» **READING PASSAGE**:
_ _ _ _ _

RedCapEtl is the main class and starting point for the ETL (Extract
Transform Load) process. An instance of it is created by the
redcap_etl.php script that is used to run the ETL process manually
or from a cron job.
Task. Each Task:
- accesses one REDCap project which is represented by an EtlRedCapProject object
- has one Schema object that describes the database schema that the task will create in the database where data are loaded
- loads data to one database, which is represented by a DbConnection object
- has one TaskConfig object that represents the task's configuration, which specifies:
- the REDCap project from which data are extracted (used to create is EtlRedCapProject object
- the transformation rules that specify how the extracted data are transformed (used to create its Schema object)
- the database connection information for the database where the extracted and transformed data are loaded (used to create its DbConnection object)
- has a Logger object used for logging
Workflow. Each Workflow:
- has one or more Task objects, that are executed in the order defined in the workflow's configuration
- has one Schema object for each different database where its tasks load data. This schema represents the merged database schema of the schemas for each of the workflow's tasks that load data to that database.

_ _ _ _ _

» **EXERCISES**:
a - Rewrite the RedCapEtl overview starting at the words "RedCapEtl is the" and ending after "its Schema object)", swapping "cron job" for "scheduled task".
b - Carry on the RedCapEtl overview from the point where it stops.
The records were taken from a separate source.

[Labeled area outlines]
_ _ _ _ _

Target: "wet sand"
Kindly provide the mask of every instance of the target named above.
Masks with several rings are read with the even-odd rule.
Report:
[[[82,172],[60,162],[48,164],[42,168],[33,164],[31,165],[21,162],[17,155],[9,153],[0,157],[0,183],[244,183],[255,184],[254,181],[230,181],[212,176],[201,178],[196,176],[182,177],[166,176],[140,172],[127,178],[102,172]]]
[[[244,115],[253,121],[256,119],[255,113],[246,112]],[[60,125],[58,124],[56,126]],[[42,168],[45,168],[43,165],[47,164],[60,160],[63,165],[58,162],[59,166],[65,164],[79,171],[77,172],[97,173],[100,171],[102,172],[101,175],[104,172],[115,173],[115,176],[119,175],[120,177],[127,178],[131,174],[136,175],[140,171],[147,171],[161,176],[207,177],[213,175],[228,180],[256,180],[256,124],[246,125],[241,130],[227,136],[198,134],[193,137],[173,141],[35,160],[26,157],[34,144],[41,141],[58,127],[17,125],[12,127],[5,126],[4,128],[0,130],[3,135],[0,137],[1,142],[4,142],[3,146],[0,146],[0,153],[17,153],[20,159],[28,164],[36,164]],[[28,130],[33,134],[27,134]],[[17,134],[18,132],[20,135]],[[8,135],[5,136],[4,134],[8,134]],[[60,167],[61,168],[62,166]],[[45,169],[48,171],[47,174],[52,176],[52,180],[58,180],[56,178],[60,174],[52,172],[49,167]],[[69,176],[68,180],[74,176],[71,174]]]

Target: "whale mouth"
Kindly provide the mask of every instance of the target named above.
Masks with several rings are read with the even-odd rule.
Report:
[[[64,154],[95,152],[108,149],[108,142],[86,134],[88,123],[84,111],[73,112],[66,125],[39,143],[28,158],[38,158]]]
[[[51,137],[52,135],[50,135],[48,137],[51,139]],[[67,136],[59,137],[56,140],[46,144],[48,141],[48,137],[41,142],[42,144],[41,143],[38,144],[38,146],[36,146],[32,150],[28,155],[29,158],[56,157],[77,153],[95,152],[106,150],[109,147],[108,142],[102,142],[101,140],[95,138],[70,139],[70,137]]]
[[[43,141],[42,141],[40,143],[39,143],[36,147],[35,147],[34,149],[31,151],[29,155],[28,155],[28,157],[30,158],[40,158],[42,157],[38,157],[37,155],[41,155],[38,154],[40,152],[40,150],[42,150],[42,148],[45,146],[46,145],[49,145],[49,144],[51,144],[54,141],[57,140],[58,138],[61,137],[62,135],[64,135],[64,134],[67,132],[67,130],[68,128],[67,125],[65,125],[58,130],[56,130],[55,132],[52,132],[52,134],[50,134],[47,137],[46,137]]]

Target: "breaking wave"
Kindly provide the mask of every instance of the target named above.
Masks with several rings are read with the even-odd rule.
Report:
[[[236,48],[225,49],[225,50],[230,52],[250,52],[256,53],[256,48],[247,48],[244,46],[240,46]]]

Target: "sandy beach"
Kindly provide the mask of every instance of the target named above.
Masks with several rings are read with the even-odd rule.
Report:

_ _ _ _ _

» **RESPONSE LIST**:
a -
RedCapEtl is the main class and starting point for the ETL (Extract
Transform Load) process. An instance of it is created by the
redcap_etl.php script that is used to run the ETL process manually
or from a scheduled task.
Task. Each Task:
- accesses one REDCap project which is represented by an EtlRedCapProject object
- has one Schema object that describes the database schema that the task will create in the database where data are loaded
- loads data to one database, which is represented by a DbConnection object
- has one TaskConfig object that represents the task's configuration, which specifies:
- the REDCap project from which data are extracted (used to create is EtlRedCapProject object
- the transformation rules that specify how the extracted data are transformed (used to create its Schema object)

b -
- has one WorkflowConfig object, which consists of one or more task configurations and represents the configuration for the workflow
REDCap-ETL has a database connection class for each type of database that it supports. All database connection classes are subclasses of the abstract DbConnection class, and database connection classes that use PDO (PHP Data Objects) are also subclasses of the abstract PdoDbConnection class.
One of the more complicated parts of the ETL process is the translation of the transformation rules into a target database schema with mapping information. The transformation rules text is retrieved from either:
- a file on the REDCap-ETL server
- the RulesGenerator class (for automatically generated rules)
The SchemaGenerator class uses the RulesParser class to translate
the transformation rules text into a parse tree representation.
The SchemaGenerator class then uses the parse tree representation to
generate a Schema object that contains the target database schema
with mapping information. The Schema object also contains table rows
that are used to store the transformed data from REDCap before it is
loaded into the target database.